==== Records shown ====

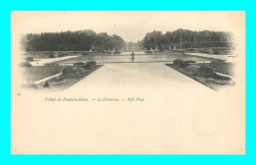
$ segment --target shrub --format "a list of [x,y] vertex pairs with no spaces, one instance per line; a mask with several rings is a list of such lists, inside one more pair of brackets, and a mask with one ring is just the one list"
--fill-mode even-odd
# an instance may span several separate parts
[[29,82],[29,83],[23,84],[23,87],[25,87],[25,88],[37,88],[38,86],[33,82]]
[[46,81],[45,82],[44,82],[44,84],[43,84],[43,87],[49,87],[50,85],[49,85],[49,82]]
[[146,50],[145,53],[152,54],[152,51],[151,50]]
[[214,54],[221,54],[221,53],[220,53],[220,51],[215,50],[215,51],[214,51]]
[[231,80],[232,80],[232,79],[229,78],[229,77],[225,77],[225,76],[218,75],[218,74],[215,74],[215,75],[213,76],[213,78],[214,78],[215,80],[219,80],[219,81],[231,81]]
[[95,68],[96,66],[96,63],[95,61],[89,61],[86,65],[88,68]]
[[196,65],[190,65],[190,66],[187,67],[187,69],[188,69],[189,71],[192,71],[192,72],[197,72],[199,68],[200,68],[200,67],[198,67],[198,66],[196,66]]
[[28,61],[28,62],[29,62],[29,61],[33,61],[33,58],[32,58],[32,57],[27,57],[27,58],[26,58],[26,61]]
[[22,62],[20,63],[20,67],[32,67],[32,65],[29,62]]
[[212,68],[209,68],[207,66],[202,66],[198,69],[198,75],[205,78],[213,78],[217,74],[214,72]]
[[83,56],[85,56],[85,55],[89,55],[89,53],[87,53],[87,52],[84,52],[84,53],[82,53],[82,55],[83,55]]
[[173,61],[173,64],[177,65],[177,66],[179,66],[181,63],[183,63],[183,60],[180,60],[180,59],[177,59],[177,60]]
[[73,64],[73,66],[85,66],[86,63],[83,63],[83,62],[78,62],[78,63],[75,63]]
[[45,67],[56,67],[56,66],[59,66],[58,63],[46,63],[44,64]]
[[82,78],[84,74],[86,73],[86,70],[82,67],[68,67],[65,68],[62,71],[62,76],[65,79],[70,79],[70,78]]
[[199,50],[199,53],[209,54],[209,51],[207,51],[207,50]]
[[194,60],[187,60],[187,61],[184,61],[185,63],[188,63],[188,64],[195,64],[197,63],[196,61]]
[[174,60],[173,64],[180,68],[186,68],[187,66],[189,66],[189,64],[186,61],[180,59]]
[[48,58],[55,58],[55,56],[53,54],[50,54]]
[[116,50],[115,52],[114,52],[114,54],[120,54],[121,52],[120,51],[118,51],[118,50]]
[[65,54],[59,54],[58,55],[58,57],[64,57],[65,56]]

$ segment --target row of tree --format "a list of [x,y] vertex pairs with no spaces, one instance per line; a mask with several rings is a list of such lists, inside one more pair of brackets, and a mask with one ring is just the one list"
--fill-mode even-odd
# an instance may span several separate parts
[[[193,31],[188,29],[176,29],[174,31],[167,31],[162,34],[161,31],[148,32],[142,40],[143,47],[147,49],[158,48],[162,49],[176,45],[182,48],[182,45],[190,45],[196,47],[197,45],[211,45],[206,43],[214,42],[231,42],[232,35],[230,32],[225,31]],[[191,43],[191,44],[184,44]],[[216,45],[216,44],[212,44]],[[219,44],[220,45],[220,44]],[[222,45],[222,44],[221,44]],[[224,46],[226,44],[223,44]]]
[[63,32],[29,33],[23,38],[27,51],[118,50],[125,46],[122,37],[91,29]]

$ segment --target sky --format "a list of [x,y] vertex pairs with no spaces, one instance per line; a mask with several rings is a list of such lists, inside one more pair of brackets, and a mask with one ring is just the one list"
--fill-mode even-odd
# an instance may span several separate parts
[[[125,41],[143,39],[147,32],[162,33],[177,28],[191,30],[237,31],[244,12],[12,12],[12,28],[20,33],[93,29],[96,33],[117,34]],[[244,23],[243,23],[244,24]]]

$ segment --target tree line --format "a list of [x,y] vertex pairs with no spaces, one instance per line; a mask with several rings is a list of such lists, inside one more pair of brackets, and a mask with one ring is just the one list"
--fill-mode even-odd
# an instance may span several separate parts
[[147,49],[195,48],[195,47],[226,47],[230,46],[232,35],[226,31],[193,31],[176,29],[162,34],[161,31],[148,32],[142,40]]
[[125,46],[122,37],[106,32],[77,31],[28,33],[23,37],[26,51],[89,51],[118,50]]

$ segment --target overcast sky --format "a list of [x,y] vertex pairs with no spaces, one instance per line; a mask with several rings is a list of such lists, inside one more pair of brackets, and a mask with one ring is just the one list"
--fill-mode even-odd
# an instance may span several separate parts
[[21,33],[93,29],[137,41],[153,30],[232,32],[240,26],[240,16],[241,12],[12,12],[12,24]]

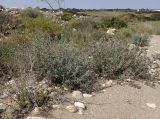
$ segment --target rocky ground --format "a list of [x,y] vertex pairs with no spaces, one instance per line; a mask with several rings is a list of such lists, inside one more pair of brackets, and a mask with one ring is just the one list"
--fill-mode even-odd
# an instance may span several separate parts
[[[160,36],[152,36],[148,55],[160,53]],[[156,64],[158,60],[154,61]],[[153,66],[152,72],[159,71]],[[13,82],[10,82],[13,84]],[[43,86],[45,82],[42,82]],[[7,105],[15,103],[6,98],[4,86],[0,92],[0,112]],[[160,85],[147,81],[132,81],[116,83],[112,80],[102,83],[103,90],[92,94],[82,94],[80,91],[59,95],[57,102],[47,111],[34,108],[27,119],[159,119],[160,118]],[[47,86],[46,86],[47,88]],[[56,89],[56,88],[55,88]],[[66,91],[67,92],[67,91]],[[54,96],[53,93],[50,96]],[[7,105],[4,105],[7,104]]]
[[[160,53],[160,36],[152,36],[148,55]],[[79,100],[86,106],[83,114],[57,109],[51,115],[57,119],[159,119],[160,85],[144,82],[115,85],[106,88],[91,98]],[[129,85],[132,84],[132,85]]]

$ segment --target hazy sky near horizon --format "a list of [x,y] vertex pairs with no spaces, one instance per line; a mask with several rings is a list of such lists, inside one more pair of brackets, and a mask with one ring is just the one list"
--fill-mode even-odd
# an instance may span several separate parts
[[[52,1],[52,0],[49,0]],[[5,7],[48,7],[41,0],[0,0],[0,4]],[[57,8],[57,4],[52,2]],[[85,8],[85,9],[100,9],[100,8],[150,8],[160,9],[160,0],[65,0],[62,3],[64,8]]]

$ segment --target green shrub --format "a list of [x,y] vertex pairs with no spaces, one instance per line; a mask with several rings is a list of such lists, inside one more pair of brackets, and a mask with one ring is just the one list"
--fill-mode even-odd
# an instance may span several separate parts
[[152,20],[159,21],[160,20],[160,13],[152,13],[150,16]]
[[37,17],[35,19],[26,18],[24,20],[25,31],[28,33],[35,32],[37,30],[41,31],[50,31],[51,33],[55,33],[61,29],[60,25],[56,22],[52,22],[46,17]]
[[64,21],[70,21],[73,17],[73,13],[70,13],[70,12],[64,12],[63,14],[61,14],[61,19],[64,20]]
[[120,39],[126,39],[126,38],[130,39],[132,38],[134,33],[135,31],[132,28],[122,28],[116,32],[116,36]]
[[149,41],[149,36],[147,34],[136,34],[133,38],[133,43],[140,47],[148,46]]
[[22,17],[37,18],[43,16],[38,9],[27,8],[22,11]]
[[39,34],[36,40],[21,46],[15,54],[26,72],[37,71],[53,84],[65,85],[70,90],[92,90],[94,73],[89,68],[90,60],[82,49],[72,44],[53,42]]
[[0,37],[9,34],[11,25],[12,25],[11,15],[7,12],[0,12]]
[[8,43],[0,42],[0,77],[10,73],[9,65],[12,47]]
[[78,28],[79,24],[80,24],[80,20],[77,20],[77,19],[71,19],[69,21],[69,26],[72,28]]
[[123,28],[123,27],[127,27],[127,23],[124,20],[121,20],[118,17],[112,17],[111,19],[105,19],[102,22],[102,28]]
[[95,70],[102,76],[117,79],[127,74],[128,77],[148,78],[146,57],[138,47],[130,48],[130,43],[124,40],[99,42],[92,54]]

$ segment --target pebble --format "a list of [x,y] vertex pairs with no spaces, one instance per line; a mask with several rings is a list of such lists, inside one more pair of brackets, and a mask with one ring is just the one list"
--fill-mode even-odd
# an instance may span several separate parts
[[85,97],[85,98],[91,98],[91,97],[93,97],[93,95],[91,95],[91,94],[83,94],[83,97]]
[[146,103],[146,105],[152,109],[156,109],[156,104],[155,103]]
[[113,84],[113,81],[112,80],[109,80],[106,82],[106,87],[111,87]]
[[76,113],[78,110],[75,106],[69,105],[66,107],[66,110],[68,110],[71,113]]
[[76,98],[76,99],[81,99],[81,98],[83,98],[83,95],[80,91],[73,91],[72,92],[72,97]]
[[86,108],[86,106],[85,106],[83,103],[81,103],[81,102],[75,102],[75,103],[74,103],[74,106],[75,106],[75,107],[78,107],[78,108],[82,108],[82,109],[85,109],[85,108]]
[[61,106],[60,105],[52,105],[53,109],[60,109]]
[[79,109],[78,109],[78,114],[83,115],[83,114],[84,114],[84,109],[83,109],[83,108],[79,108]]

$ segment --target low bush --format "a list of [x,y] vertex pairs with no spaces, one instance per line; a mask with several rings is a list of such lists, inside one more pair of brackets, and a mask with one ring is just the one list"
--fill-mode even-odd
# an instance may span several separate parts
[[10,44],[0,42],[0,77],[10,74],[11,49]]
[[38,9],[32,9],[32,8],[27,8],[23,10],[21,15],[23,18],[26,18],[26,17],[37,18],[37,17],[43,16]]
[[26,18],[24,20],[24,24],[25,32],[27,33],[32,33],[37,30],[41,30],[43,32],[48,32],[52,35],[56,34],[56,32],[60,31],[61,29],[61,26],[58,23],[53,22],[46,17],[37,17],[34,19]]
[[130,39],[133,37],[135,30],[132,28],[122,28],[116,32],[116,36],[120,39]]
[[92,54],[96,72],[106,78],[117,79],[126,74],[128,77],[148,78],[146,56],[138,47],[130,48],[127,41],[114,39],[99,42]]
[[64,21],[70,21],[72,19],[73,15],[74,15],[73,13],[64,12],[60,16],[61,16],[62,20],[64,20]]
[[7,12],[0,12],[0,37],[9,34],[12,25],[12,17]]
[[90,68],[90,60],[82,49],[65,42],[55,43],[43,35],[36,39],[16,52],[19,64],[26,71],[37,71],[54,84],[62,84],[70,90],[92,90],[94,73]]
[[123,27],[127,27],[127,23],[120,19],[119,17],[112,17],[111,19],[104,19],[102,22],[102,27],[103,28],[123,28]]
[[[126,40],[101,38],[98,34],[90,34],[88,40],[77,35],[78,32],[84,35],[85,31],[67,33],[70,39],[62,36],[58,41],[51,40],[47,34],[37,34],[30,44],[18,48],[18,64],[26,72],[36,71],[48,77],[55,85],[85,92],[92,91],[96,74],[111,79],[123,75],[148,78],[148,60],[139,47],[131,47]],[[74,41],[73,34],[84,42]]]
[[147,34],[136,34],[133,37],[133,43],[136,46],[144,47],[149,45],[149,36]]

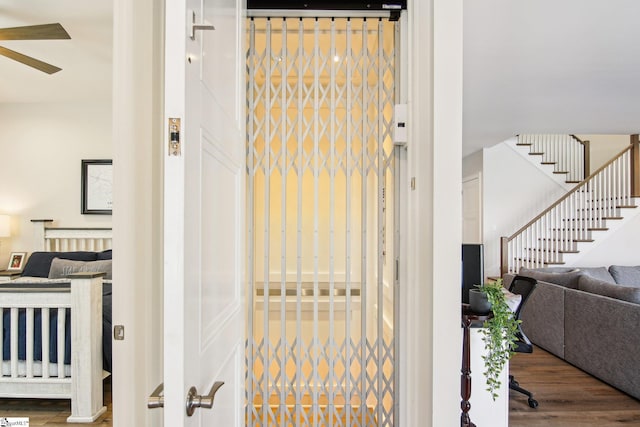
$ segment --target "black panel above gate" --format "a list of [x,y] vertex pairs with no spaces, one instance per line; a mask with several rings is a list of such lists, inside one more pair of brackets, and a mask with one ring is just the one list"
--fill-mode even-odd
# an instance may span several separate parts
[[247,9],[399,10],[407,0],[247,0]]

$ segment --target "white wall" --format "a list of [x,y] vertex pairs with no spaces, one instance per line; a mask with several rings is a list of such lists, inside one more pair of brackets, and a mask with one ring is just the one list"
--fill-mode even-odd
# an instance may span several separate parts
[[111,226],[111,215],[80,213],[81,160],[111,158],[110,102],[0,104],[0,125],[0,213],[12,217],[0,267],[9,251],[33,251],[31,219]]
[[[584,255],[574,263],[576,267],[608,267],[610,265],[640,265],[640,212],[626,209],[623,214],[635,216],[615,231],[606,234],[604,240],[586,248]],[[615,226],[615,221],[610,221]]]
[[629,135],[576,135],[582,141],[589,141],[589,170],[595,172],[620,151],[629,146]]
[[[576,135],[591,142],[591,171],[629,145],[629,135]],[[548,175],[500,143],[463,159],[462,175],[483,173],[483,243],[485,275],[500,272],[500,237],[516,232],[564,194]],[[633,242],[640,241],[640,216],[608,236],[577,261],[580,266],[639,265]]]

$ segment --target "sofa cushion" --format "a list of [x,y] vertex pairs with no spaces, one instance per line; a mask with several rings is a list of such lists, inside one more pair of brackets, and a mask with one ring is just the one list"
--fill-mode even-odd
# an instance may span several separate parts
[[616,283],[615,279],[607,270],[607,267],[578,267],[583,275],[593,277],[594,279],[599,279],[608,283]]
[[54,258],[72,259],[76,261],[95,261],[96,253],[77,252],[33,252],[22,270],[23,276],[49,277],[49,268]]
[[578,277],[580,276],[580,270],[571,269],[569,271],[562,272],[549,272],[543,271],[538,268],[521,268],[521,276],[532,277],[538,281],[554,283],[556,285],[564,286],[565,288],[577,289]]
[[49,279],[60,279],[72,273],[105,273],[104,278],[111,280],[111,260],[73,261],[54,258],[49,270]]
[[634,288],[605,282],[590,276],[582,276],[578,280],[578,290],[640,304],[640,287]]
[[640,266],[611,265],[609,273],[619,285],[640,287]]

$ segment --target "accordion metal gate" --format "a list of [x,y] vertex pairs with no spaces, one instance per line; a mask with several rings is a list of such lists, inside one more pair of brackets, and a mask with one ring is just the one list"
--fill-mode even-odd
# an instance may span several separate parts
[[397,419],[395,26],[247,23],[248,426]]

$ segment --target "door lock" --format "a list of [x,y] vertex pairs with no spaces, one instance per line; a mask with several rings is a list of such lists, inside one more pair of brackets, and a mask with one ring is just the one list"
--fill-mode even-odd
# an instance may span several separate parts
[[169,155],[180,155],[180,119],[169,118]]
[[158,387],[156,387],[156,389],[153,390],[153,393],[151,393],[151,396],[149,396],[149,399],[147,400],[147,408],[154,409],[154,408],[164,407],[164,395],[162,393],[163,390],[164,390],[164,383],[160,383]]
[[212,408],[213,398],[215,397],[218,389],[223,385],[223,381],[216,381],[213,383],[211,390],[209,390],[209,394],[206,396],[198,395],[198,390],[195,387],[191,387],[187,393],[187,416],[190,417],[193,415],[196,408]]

====

* Task description:
Reproduce verbatim the data lines from the line containing "segment --target green" through the line containing "[[22,17],[37,18],[43,16],[38,9],[27,8],[22,11]]", including both of those lines.

* Response to this task:
$ segment --target green shrub --format "a list of [x,y] vertex pairs with no spaces, one instance per line; a mask with several rings is a list of such lists, inside one more pair of brackets, and a mask with one ring is just the one list"
--fill-mode even-odd
# an instance may span several separate parts
[[152,20],[159,21],[160,20],[160,13],[152,13],[150,16]]
[[37,17],[35,19],[26,18],[24,20],[25,31],[28,33],[35,32],[37,30],[41,31],[50,31],[51,33],[55,33],[61,29],[60,25],[56,22],[52,22],[46,17]]
[[64,21],[70,21],[73,17],[73,13],[70,13],[70,12],[64,12],[63,14],[61,14],[61,19],[64,20]]
[[120,39],[126,39],[126,38],[130,39],[132,38],[134,33],[135,31],[132,28],[122,28],[116,32],[116,36]]
[[149,41],[149,36],[147,34],[136,34],[133,38],[133,43],[140,47],[148,46]]
[[22,17],[37,18],[43,16],[38,9],[27,8],[22,11]]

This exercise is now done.